• TESTO ESTRATTO:

::::

9/4368/55Cristian Iannuzzi.


   La Camera,
   premesso che:
    i commi da 10 a 15 intervengono in materia di prescrizione dei reati con l'obiettivo di contrastare i casi di estinzione dei processi per intervenuta prescrizione, con conseguente proscioglimento degli imputati prima di una pronuncia definitiva;
    secondo dati elaborati dal ministero della Giustizia pubblicati il 20 gennaio 2017 da Il Sole24Ore, sono stati 132.739 i processi penali andati in prescrizione nel 2015 e ben 78.054 quelli prescritti solo nel primo semestre del 2016. Si conferma, dunque, la tendenza all'aumento del fenomeno della prescrizione. Nel 2014, infatti, i processi mai arrivati a sentenza definitiva a causa del decorso del tempo erano stati 132.859 (anche se le statistiche dell'epoca ne indicavano 132.296) e 63.753 nel primo semestre di quell'anno, saliti a 67.420 nello stesso periodo del 2015; nel 2015, quindi, le prescrizioni hanno rappresentato circa il 4 per cento del totale di 3,2 milioni di processi definiti;
    l'analisi dei dati, inoltre, mostra situazioni assai differenziate con riferimento ai vari tribunali con performance, in positivo e in negativo, molto diverse tra loro, derivanti anche da strutture e procedure organizzative non uniformi;
    il firmatario del presente atto ha presentato una proposta di legge, assorbita dal testo in esame, dall'obiettivo duplice: da un lato assicurare il regolare svolgimento del processo ai fini dell'accertamento dei fatti, impedendo che la prescrizione possa portare al proscioglimento nel corso del processo attraverso il mero decorso del tempo e dall'altro evitare che le norme poste a tutela del regolare svolgimento del processo finiscano per pregiudicare il diritto dell'imputato a un processo di durata ragionevole;
    al fine di limitare il numero dei casi di prescrizione e al tempo stesso di contemperare i due interessi sopra indicati appare opportuno introdurre formule di monitoraggio specifiche sulle modalità di organizzazione degli uffici al fine di promuoverne una gestione efficiente,

impegna il Governo

   ad adottare tutte le iniziative necessarie al fine di prevedere meccanismi di monitoraggio, accessibili al pubblico, sull'andamento dei processi nei singoli uffici, che consentano di valutare l'entità del fenomeno della prescrizione, la fase del processo in cui interviene, e la durata media delle fasi di indagine e di quelle dei diversi gradi di giudizio;
   a promuovere iniziative volte a migliorare la performance dei singoli uffici per assicurare un'adeguata tutela dell'imputato sotto il profilo della durata dei processi.

::::

• DA FARE:
1: Ricopia dal testo sulla prescrizione il pezzo che va da "impegna il Governo" a "durata dei processi.".
2: Secondo il testo sulla prescrizione, quanti processi penali sono andati in prescrizione nel 2015?
3: Scrivi il seguito del testo sulla prescrizione, partendo dopo la sua ultima frase.
L'elenco qui sotto non serve.

• DATI FORNITI:
::::

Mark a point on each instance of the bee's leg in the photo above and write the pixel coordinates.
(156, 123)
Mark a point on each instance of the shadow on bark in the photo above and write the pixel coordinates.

::::

• RISPOSTE PER COMPITO:
1:
impegna il Governo

   ad adottare tutte le iniziative necessarie al fine di prevedere meccanismi di monitoraggio, accessibili al pubblico, sull'andamento dei processi nei singoli uffici, che consentano di valutare l'entità del fenomeno della prescrizione, la fase del processo in cui interviene, e la durata media delle fasi di indagine e di quelle dei diversi gradi di giudizio;
   a promuovere iniziative volte a migliorare la performance dei singoli uffici per assicurare un'adeguata tutela dell'imputato sotto il profilo della durata dei processi.

2: 132.739.

3:
9/4368/56Mazziotti di Celso, Palese.


   La Camera,
   premesso che:
    il provvedimento in esame contiene una serie di importanti novità con riferimento al codice penale, procedura penale, ordinamento penitenziario e organizzazione dell'ufficio del pubblico ministero;
    è compito dello Stato garantire sempre la trasparenza e l'efficacia della giustizia e in particolare dell'azione penale, rafforzando sempre più la cultura della legalità che è principio valoriale fondante della nostra società;
    la previsione di inasprimento delle pene relative al reato di voto di scambio – legge n. 62 del 2014 – appare come una misura utile a prevenire e contrastare tali reati che minano la credibilità della classe dirigente, già abbastanza compromessa, contrastando i fenomeni come di disaffezione dei cittadini ai processi di scelta attiva della vita democratica del Paese;
    assai più complesso appare il giudizio relativo alle misure di riforma della prescrizione, tanto che proprio l'associazione nazionale dei magistrati – ANM – fa notare a mezzo stampa in data 19 marzo, che «far passare enfaticamente come risolutiva dei problemi della giustizia penale una riforma non organica che rallenta i processi si tradurrà ancora una volta in un danno per i cittadini: molte delle norme approvate, non solo non contribuiranno all'accelerazione dei processi, ma sono paradossalmente destinate a creare una stasi negli uffici giudiziari, rallentando il lavoro delle Procure, fino a bloccarlo completamente e a portarlo al collasso, con evidenti conseguenze negative sull'efficienza dell'intero sistema»;
    l'eccessiva durata dei procedimenti giudiziari, non soltanto rischia di rendere incerta l'attribuzione della giusta pena, ma condanna eventuali imputati innocenti ad una attesa di giustizia che appare intollerabilmente lunga;
    l'obiettivo principale dell'azione dello Stato non può che essere quello del complessivo rafforzamento del sistema giudiziario, finalizzato alla accelerazione delle attività processuali, che garantiscano processi giusti e veloci, in grado di liberare da ogni carico gli innocenti e di irrogare con rapidità le sanzioni ai colpevoli,

impegna il Governo

a valutare l'opportunità di prevedere ogni possibile misura di rafforzamento degli organici delle sedi giudiziarie, di valorizzazione e di aggiornamento professionale delle risorse umane, di potenziamento dei presìdi tecnologici disponibili, finalizzata allo snellimento dei processi giudiziari e alla riduzione della loro durata che consenta la certezza della irrogazione della pena associata alla durata ragionevole del processo.
9/4368/57Vargiu, Matarrese, Palese.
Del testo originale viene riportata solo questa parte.